阅读摘录 -
回顾70年人文学术研究,《文史哲》杂志主编王学典先生将其归纳为三次范式大转型:一是1949年之后从民国学术到共和国学术的丕变,在这一时期,马克思主义确立了作为指导思想的地位,唯物史观深刻影响了人文与社会科学的研究范式;二是1978年之后,伴随改革开放的时代步伐,人文社会科学经历了从“以阶级论为纲”到“以现代化为纲”的范式变迁;三是近年来人文社会科学从“以西方化为纲”向“以中国化为纲”的方向性转变。三次范式变迁,从研究视野到研究方式,深刻影响乃至塑型了新中国的古典学术研究。《文史哲》以其对主流学术的敏锐观察和主动参与,使其具备了为70年学术气候变迁提供标本的资格。

任务指令 - 根据这段摘录,1978年之后人文社会科学经历了怎样的范式变迁? 这些条目与本摘录毫不相干。

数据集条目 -
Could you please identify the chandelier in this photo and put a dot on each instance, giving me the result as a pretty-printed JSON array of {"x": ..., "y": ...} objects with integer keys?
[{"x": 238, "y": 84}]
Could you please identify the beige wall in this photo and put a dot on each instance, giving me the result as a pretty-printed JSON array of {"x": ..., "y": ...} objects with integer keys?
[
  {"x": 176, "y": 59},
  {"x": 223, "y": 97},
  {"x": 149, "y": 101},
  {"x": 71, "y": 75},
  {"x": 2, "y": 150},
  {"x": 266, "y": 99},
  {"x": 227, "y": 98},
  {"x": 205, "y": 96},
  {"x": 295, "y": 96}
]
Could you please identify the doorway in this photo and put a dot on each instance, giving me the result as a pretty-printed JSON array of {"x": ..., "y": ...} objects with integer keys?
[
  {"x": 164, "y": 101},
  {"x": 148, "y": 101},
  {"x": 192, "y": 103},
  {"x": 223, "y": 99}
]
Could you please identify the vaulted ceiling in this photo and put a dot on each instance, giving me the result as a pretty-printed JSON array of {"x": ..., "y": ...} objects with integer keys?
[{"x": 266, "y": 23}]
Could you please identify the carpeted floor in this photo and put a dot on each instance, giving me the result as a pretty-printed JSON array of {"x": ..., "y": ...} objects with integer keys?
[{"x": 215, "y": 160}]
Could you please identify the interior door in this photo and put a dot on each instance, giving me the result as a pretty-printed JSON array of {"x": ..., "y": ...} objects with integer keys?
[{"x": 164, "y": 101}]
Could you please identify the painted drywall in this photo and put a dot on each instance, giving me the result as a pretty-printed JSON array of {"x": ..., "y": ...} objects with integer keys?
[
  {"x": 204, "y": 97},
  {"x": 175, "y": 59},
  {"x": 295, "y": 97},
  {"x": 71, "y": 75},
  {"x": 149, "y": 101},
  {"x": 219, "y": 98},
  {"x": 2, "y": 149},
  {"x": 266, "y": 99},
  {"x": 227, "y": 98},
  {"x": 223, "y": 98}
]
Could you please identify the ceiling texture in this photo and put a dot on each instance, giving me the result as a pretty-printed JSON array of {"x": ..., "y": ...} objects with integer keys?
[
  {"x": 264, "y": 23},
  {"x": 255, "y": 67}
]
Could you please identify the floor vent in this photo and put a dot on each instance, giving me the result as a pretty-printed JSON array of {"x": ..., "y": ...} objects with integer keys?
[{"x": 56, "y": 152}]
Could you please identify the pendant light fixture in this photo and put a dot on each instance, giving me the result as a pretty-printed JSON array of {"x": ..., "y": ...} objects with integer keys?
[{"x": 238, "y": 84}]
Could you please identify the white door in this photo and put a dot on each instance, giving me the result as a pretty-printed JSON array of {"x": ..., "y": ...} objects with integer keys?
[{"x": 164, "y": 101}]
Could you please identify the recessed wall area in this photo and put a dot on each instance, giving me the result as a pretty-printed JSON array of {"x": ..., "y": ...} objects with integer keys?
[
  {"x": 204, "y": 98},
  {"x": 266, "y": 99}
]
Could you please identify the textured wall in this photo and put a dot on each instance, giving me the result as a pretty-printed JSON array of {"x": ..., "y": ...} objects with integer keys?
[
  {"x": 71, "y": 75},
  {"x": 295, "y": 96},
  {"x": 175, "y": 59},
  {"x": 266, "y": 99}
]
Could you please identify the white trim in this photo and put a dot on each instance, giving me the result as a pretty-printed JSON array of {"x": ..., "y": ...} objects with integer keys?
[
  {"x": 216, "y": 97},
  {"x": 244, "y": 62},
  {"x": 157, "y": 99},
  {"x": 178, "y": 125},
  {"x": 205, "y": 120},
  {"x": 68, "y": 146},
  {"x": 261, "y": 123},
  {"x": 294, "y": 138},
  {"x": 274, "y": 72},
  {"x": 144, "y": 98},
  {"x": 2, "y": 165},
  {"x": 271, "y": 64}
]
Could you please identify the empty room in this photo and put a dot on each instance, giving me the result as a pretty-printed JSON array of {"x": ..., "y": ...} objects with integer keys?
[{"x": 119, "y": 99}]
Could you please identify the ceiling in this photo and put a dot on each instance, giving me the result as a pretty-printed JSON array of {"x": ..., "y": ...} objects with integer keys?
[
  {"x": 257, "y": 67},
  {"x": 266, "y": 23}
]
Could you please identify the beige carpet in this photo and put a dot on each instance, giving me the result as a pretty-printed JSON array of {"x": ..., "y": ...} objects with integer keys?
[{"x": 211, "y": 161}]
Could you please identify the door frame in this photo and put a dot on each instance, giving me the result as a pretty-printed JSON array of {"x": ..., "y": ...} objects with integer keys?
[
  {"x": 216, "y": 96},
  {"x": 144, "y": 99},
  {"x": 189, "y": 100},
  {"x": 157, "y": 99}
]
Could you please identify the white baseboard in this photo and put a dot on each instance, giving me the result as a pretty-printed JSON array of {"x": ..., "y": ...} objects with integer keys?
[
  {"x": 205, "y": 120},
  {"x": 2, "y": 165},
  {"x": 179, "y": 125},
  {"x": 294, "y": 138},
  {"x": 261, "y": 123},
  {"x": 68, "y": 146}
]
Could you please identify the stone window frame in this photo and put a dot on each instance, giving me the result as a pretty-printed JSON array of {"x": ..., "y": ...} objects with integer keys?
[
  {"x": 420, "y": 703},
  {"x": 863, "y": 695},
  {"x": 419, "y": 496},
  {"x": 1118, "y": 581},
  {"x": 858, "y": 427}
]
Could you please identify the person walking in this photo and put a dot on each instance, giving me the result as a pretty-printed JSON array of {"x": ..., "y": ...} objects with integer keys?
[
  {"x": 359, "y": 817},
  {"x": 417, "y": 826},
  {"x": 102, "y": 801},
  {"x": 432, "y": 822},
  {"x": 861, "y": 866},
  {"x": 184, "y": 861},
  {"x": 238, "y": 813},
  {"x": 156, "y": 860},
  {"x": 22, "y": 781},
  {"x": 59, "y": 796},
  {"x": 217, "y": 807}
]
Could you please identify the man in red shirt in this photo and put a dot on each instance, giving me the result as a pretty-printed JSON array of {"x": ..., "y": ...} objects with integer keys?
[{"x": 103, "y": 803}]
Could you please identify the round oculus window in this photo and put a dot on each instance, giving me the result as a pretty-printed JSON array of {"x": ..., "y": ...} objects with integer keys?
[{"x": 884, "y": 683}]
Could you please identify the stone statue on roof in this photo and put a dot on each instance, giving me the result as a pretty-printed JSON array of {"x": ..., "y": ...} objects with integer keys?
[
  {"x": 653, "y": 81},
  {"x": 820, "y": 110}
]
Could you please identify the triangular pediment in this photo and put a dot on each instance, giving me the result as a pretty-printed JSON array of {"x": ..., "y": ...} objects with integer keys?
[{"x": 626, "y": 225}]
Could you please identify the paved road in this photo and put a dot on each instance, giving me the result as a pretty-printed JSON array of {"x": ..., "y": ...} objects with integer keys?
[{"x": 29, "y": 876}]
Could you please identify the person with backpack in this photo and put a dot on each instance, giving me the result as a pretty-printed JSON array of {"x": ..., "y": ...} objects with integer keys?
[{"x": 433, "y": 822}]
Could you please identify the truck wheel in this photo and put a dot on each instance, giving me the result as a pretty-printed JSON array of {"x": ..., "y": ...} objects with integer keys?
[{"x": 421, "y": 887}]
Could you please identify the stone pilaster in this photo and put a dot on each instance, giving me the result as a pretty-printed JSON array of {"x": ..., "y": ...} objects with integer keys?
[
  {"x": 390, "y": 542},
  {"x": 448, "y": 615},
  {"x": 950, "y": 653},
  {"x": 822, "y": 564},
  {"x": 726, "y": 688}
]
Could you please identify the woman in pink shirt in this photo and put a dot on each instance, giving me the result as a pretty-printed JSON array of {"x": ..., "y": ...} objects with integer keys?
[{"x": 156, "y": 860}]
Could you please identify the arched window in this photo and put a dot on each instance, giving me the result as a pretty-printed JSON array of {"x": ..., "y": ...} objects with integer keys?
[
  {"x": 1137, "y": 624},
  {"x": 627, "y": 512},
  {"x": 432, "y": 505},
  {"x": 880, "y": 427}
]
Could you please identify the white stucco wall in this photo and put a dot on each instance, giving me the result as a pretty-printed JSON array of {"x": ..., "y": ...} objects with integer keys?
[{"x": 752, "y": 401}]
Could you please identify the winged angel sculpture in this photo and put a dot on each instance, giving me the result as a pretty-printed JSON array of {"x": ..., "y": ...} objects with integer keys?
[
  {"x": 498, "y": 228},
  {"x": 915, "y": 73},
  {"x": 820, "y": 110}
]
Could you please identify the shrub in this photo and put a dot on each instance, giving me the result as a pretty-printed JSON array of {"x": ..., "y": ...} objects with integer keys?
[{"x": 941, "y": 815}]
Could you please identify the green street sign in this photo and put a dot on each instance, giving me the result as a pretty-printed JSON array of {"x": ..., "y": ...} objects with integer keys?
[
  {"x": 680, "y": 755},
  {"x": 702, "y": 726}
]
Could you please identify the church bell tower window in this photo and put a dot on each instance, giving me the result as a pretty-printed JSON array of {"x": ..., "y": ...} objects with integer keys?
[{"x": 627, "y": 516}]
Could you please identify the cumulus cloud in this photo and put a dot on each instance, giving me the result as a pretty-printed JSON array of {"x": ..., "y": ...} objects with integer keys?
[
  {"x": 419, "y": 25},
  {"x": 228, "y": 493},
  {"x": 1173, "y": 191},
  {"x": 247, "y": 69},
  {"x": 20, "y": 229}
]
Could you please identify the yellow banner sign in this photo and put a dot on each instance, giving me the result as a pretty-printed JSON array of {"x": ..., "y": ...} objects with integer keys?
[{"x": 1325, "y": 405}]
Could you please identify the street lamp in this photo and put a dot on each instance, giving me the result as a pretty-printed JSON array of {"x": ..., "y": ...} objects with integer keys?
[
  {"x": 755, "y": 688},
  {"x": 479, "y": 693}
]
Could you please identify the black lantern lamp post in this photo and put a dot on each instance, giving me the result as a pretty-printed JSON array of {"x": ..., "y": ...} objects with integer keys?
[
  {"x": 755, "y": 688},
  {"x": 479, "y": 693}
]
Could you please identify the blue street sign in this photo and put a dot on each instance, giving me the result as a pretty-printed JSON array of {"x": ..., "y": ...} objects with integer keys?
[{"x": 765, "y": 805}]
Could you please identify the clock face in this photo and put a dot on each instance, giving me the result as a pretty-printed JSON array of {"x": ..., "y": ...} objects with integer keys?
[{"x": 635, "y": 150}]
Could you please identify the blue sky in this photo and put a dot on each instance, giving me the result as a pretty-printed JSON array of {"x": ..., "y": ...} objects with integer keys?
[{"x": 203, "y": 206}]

任务答案 - 从“以阶级论为纲”到“以现代化为纲”的范式变迁。